* Task to complete *
Search the records for "raised" and copy each line that holds it.

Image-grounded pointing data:
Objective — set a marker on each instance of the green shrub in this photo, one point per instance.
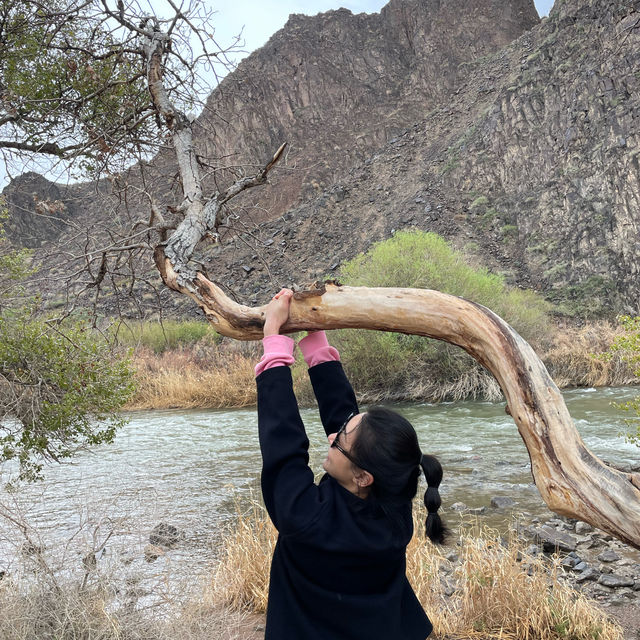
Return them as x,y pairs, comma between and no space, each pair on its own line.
396,365
61,388
628,345
168,334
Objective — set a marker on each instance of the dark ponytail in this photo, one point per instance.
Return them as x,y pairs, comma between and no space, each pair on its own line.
387,447
435,529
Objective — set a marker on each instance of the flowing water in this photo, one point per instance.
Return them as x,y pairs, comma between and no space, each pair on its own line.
194,469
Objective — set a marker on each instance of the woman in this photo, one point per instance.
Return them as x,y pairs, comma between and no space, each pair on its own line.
338,569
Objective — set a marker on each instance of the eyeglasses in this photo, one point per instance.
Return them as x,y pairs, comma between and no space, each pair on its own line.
336,444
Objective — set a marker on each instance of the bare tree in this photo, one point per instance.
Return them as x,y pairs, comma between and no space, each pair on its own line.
570,478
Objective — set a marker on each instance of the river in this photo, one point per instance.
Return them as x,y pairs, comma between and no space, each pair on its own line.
193,469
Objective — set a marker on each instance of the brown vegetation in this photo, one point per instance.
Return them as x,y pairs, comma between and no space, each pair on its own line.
498,590
221,376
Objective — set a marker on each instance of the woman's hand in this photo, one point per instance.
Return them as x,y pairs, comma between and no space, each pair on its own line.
277,312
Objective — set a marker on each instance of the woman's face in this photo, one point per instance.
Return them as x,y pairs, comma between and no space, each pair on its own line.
337,464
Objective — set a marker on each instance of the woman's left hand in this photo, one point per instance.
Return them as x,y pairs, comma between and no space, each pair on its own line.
277,312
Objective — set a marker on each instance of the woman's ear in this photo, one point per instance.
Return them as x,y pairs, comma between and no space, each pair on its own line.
363,478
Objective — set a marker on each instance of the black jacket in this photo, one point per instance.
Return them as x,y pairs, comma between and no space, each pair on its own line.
338,570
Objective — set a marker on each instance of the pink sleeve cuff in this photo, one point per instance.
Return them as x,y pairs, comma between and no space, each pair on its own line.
278,352
316,349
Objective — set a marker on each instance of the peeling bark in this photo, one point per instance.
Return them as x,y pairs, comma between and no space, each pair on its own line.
572,480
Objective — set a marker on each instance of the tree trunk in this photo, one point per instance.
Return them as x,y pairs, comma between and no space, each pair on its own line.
572,481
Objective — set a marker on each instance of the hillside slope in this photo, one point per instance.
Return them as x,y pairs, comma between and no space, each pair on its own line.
515,138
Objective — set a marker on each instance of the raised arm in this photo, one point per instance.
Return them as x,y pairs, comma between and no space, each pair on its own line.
288,488
335,396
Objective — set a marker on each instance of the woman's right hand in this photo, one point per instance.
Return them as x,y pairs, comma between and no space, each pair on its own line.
277,312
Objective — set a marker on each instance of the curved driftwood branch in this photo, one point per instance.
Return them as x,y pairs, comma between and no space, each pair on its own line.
572,481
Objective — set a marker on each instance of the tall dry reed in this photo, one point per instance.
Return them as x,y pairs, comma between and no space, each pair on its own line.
221,376
495,589
185,379
574,358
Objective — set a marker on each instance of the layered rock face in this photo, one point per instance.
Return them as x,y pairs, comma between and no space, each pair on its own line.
531,164
337,86
515,138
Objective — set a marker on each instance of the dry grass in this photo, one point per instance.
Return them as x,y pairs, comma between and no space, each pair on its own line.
221,376
572,358
39,611
186,378
499,591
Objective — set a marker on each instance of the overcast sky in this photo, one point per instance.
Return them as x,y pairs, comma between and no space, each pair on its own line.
258,20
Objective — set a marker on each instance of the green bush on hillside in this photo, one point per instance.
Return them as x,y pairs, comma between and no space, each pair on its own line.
396,365
628,345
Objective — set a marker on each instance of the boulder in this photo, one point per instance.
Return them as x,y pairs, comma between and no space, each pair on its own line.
614,581
553,539
582,528
608,556
588,574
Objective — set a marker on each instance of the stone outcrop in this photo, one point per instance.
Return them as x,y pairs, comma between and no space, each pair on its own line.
515,138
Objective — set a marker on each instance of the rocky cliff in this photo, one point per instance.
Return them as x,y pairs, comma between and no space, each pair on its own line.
515,138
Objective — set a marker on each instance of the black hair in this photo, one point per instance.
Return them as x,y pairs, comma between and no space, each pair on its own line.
387,446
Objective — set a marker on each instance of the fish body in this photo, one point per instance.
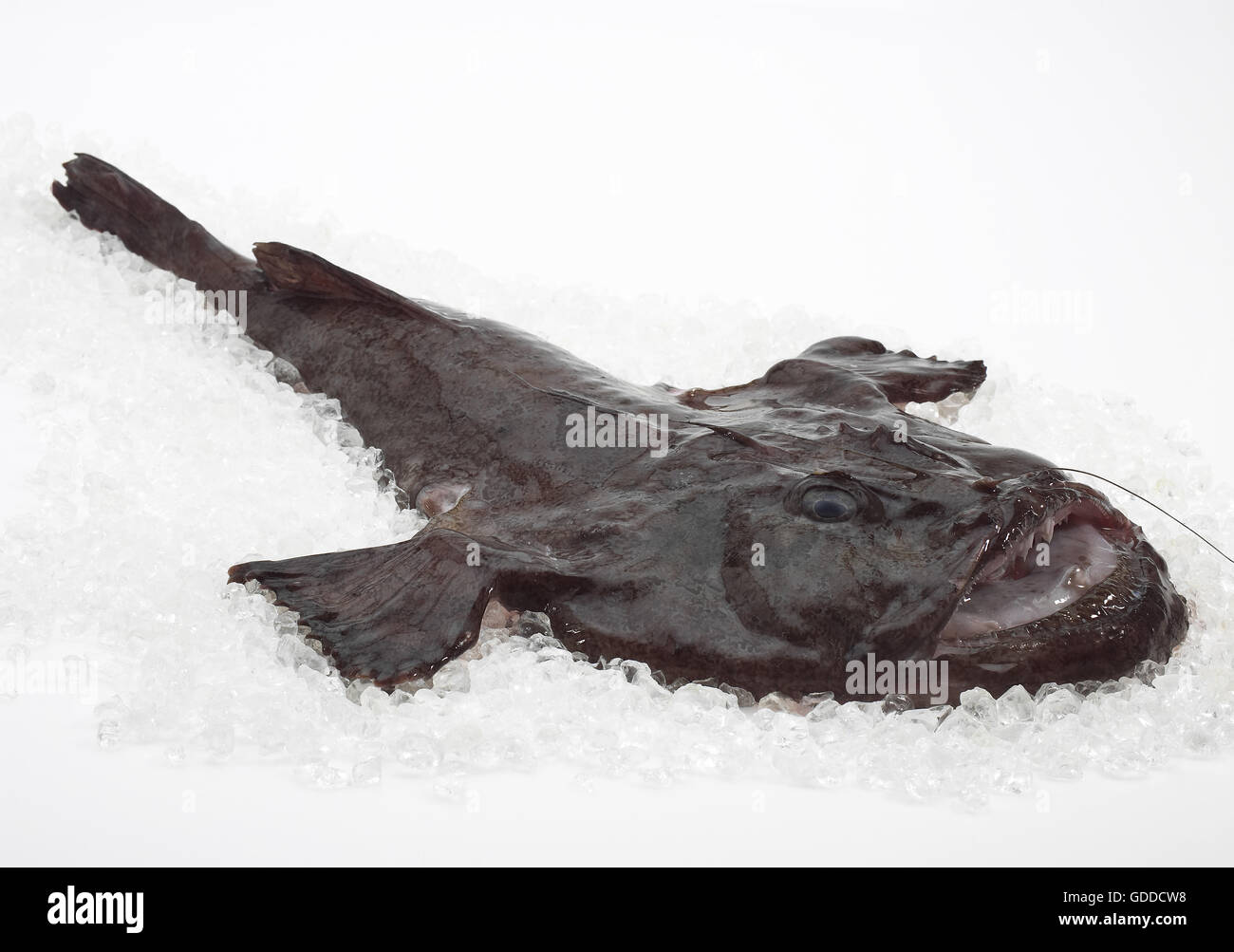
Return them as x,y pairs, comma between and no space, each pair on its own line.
786,534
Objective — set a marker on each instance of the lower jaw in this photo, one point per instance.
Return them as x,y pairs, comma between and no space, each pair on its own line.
1134,614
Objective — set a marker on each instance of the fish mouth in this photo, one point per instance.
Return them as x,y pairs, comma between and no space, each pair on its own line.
1068,589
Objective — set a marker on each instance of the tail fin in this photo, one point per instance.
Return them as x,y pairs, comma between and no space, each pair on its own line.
107,200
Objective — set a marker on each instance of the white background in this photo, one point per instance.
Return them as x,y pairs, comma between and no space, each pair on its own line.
893,165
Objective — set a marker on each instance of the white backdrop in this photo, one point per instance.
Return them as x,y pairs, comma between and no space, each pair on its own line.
1041,185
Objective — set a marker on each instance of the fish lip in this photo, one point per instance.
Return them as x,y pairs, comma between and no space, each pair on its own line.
1033,515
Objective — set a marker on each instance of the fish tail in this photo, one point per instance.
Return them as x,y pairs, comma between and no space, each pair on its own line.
107,200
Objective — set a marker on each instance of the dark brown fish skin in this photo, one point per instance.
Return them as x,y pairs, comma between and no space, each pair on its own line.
641,556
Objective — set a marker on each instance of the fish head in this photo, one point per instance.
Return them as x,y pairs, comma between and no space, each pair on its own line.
908,542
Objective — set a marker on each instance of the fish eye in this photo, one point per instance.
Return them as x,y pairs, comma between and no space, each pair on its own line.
828,505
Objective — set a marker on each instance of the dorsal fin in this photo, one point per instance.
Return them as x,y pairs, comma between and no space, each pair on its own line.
304,272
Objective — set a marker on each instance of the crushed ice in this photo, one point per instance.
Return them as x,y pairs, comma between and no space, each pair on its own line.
163,454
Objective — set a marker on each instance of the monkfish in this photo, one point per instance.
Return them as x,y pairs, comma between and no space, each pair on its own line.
800,532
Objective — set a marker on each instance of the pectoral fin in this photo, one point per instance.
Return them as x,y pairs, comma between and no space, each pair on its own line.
391,613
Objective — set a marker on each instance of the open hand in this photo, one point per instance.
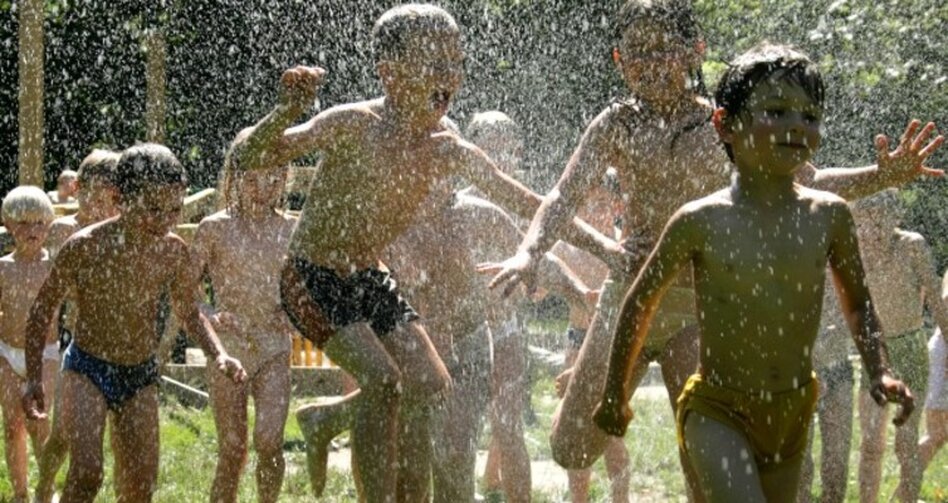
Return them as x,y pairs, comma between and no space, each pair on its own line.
231,367
33,401
613,416
299,84
521,268
889,389
907,161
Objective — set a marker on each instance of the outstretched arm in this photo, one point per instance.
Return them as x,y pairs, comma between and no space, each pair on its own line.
43,314
856,305
184,301
269,142
893,169
676,247
596,152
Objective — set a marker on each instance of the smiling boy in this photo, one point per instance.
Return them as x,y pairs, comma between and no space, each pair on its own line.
381,158
759,250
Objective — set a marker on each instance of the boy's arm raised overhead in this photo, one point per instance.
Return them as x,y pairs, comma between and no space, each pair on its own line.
676,248
272,142
184,301
892,169
43,313
597,150
856,305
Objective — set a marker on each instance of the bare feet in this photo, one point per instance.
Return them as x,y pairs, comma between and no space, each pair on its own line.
319,423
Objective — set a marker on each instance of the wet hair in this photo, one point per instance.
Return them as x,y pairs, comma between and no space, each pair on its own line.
147,167
675,15
67,175
766,61
27,202
396,26
98,166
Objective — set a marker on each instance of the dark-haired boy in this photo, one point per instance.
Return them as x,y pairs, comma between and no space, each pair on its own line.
119,270
381,159
759,250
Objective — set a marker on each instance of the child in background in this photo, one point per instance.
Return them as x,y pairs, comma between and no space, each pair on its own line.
66,188
759,251
27,214
241,249
119,270
98,200
901,273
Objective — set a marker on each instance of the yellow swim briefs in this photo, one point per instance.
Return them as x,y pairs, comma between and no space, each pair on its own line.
775,424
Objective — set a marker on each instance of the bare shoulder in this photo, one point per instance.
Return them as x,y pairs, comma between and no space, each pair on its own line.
821,200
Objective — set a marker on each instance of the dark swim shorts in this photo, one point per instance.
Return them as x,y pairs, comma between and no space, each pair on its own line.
117,383
368,295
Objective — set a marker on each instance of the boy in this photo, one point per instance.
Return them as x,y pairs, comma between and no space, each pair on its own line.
66,188
759,251
119,270
380,160
647,138
98,200
901,274
27,214
95,195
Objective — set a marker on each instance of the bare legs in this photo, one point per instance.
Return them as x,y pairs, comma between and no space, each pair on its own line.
270,388
508,463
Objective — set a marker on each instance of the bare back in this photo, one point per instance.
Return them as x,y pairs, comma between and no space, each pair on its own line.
102,266
19,284
368,188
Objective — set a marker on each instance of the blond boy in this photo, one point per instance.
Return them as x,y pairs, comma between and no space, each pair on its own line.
27,214
380,160
120,269
759,251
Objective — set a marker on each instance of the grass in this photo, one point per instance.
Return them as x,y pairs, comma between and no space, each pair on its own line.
188,458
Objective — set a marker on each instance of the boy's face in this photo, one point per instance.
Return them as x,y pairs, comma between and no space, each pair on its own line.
28,233
154,212
779,128
425,79
260,188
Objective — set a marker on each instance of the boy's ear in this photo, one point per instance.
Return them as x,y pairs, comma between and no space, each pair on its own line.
722,124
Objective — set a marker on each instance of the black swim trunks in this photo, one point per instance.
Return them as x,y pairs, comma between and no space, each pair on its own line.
117,383
368,295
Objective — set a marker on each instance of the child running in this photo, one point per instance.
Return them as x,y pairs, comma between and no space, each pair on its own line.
381,159
119,269
27,214
649,139
900,271
759,251
242,249
98,200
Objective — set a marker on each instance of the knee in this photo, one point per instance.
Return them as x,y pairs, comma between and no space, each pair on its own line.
86,477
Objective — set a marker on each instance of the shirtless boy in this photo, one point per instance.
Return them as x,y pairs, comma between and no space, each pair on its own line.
27,214
119,270
901,274
759,251
380,160
664,150
98,200
96,196
242,249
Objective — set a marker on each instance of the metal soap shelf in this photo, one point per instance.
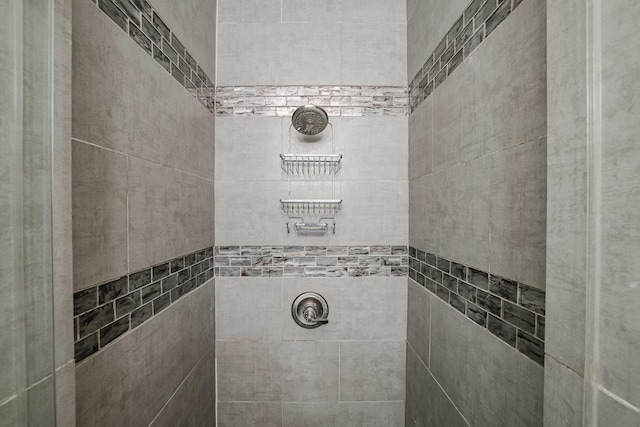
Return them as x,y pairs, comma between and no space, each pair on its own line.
311,164
325,208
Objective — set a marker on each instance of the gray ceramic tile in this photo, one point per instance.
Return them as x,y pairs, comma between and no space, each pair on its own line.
372,370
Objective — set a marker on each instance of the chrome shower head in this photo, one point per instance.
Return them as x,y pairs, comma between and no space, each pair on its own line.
310,119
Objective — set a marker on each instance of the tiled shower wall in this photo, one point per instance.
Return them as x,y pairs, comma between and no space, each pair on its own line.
143,159
271,371
593,223
477,201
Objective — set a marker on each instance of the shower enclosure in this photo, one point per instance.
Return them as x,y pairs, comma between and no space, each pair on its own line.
28,355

* Response *
Objective — set a marker on each instance of the raised arm in this photo, one point per instance.
Objective — set a marker on each instance of the boy's arm raised overhead in this photo, one point per instance.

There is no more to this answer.